╭─ Supplied entries
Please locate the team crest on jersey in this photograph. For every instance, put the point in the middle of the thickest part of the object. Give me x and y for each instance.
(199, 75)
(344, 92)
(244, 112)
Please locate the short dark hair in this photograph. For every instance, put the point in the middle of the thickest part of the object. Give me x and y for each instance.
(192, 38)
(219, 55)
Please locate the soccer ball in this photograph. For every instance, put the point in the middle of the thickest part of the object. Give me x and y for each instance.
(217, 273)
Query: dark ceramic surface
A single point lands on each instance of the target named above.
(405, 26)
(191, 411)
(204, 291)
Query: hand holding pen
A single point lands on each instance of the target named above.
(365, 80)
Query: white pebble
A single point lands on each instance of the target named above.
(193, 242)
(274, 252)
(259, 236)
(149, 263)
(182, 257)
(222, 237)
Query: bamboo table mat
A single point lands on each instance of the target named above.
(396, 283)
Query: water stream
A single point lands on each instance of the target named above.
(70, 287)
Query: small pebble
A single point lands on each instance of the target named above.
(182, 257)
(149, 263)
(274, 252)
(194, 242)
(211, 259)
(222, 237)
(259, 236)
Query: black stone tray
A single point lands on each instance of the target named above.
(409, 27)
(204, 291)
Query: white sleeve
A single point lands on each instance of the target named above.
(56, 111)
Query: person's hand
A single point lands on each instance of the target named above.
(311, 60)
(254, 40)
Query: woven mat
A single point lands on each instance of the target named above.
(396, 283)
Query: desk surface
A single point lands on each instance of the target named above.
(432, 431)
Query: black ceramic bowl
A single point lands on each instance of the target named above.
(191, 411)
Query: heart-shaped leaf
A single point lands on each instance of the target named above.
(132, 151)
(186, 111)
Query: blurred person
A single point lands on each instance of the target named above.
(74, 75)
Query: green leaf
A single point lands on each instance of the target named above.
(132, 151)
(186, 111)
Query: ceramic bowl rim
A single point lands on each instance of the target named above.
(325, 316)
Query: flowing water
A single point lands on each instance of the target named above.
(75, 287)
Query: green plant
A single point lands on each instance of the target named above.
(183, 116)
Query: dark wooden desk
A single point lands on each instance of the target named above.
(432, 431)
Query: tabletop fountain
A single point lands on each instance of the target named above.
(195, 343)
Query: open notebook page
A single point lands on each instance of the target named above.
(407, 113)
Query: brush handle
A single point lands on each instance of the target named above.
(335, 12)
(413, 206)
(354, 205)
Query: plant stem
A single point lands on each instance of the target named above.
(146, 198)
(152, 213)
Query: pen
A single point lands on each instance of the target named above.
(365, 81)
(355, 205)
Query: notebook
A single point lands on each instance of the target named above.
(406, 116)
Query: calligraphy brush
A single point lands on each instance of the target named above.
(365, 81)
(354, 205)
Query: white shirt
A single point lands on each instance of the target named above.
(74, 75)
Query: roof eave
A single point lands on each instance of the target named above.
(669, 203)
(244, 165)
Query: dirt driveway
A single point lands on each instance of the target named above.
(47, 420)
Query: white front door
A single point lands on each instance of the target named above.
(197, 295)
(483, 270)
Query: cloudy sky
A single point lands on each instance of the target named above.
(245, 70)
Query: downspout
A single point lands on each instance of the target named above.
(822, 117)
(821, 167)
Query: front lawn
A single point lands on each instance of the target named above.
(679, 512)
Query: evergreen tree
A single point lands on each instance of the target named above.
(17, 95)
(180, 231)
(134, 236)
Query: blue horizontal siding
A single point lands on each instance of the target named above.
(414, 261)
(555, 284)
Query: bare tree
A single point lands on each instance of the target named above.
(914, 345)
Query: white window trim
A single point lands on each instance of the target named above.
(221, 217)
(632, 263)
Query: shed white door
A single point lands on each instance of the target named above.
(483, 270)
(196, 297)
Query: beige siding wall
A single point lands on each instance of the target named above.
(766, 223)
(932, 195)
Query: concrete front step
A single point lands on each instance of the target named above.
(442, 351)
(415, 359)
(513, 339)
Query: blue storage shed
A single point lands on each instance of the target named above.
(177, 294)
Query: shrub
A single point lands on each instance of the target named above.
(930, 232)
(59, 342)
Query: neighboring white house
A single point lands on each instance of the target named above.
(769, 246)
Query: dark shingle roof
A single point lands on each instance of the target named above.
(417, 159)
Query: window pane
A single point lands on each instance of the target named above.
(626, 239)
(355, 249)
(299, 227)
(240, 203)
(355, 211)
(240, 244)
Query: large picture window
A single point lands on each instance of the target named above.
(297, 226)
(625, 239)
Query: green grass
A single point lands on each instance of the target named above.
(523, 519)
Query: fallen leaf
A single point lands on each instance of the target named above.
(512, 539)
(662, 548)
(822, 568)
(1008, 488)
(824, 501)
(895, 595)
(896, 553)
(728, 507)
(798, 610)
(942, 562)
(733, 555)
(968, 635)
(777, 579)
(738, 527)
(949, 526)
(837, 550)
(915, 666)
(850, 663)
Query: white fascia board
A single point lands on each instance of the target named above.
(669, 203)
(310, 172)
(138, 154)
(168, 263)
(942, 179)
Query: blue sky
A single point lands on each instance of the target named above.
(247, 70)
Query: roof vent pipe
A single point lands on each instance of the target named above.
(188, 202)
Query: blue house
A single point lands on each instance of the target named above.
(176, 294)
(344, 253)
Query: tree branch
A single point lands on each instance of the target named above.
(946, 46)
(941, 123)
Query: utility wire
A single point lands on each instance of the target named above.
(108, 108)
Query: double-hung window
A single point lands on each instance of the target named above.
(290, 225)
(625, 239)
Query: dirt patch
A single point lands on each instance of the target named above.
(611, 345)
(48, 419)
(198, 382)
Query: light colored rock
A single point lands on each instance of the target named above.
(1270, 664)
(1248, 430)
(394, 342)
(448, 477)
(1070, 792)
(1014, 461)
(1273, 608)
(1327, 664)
╰─
- _Assigned task_
Each line of the material should be echoed exactly.

- _Response_
Please locate the team crest on jersey in this photograph. For every instance, put the point in the middle of the thickest part of the object. Give me x and y for each instance.
(199, 75)
(344, 92)
(244, 112)
Please locate the short dark hair in this photograph. For every instance, put the point in the middle of the thickest part of the object. Give me x and y for each instance.
(192, 38)
(219, 55)
Please locate the soccer ball in this photograph. For every instance, put the point in the middle of the thickest part of the object. Give me x and y for each instance.
(217, 273)
Query: dark ceramic surface
A single point lands on each instance of the target named above.
(405, 26)
(191, 411)
(204, 291)
Query: hand holding pen
A single point lands on each instance of the target named above.
(365, 80)
Query: white pebble
A single point lands on each instance of the target named above.
(193, 242)
(274, 252)
(259, 236)
(149, 263)
(182, 257)
(222, 237)
Query: bamboo table mat
A single point lands on each instance of the target named above.
(396, 283)
Query: water stream
A single point lands on each instance of the target named above.
(70, 287)
Query: small pebble
A single point lands on each instance of the target named above.
(182, 257)
(149, 263)
(274, 252)
(194, 242)
(211, 259)
(222, 237)
(259, 236)
Query: black stone tray
A single point lands on each instance of the target named above.
(409, 27)
(204, 291)
Query: white sleeve
A single point lands on each instance of the target named above.
(56, 111)
Query: person's hand
A single point lands on each instance of the target named above.
(311, 60)
(254, 40)
Query: woven mat
A single point lands on each instance of the target named above.
(396, 283)
Query: desk surface
A single point lands on each instance of the target named above.
(432, 431)
Query: black ceramic bowl
A single point lands on each instance of the target named above.
(191, 411)
Query: heart-shaped leaf
A single point lands on each instance of the target named above.
(132, 151)
(186, 111)
Query: blurred person
A single point lands on each instance of the target named above.
(74, 75)
Query: green leaf
A single point lands on each instance of the target named above.
(132, 151)
(186, 111)
Query: ceramic bowl rim
A single point lands on each instance of the target named above.
(325, 316)
Query: flowing water
A single point lands on each instance of the target named above.
(75, 287)
Query: green plant
A single point lands on each instance of the target named above.
(183, 116)
Query: dark wooden desk
A single point lands on each instance of the target named above.
(432, 431)
Query: tabletop fountain
A single point lands on each instance of the target named above.
(195, 343)
Query: open notebook page
A single point lands on each instance of the target named above.
(407, 113)
Query: brush handle
A single point lands on each instance of the target named above.
(335, 12)
(413, 206)
(354, 205)
Query: plant stem
A single point lands on each instance of the target named above.
(146, 198)
(152, 213)
Query: pen
A single point lands on each instance of the target named above.
(365, 81)
(355, 205)
Query: notebook
A single point lands on each instance of the target named above.
(406, 116)
Query: calligraphy brush
A single point lands on each instance of the target named above.
(365, 81)
(354, 205)
Query: white shirt
A single point lands on each instance of the target named above.
(74, 75)
Query: roof eave
A single point lands on each instance of the target named above.
(669, 203)
(244, 165)
Query: dirt driveway
A single point lands on each instance of the target named above.
(47, 420)
Query: white front door
A single point lands on each instance of the target named above.
(197, 295)
(483, 270)
Query: cloudy sky
A single point lands on each instance of the target named above.
(245, 70)
Query: downspout
A single point lands on each instance of the target named above.
(822, 117)
(821, 167)
Query: front lawn
A single point lands on each instance of the target named above.
(679, 512)
Query: evergreen tree
A single point lands on each instance of the target named above.
(17, 95)
(180, 231)
(134, 236)
Query: blue horizontal siding
A single point lands on each instance of the target named above.
(414, 261)
(555, 284)
Query: bare tree
A single point lands on each instance of the target named above.
(914, 345)
Query: white window trim
A single point lands on each instance of the target named above.
(221, 217)
(632, 263)
Query: shed white door
A single point lands on each instance of the target named above.
(483, 270)
(196, 297)
Query: beige siding wall
A single point lands on each instance of the target named above.
(766, 223)
(932, 195)
Query: concrete front step
A single point lands on each instance of the target named above.
(442, 351)
(415, 359)
(513, 339)
Query: blue storage shed
A single point lands on each instance of the target named above.
(177, 294)
Query: shrub
A single point lands on each instance of the target named above.
(930, 232)
(59, 342)
Query: neighboring white house
A single point lands on each instance of the target named above.
(769, 246)
Query: dark shingle roof
A single point lands on each instance of the target named above.
(417, 159)
Query: window pane
A single point lands on each instance of the target named above.
(626, 239)
(355, 249)
(299, 227)
(240, 203)
(355, 211)
(240, 244)
Query: large picture window
A single point lands on each instance of the target named above.
(297, 226)
(625, 239)
Query: green grass
A single point lands on each instance of the target named above.
(523, 519)
Query: fallen leaf
A single point lands on each instance of the target named above.
(512, 539)
(662, 548)
(822, 568)
(1008, 488)
(824, 501)
(895, 595)
(896, 553)
(728, 507)
(798, 610)
(942, 562)
(733, 555)
(968, 635)
(777, 579)
(738, 527)
(949, 526)
(837, 550)
(915, 666)
(850, 663)
Query: white fascia board
A single point lands on each instance of the target named above.
(669, 203)
(310, 172)
(138, 154)
(168, 263)
(942, 179)
Query: blue sky
A single point lands on each instance of the target named above.
(247, 70)
Query: roof vent pipe
A single point lands on each instance of the target named above.
(188, 202)
Query: blue house
A single point lands on each instance of the target named above.
(176, 294)
(344, 253)
Query: tree branch
A single point lands on each instance of the target named above.
(946, 46)
(941, 123)
Query: utility wire
A single point lands on each instance of the target named above.
(108, 108)
Query: double-hung window
A single point lands on each instance of the target named above.
(290, 225)
(625, 239)
Query: dirt patch
A single point lands on each instance of the target named above.
(611, 345)
(48, 419)
(198, 382)
Query: light colored rock
A single point lands on each instance of the target named above.
(1270, 664)
(1248, 430)
(394, 342)
(448, 477)
(1070, 792)
(1014, 461)
(1273, 608)
(1327, 664)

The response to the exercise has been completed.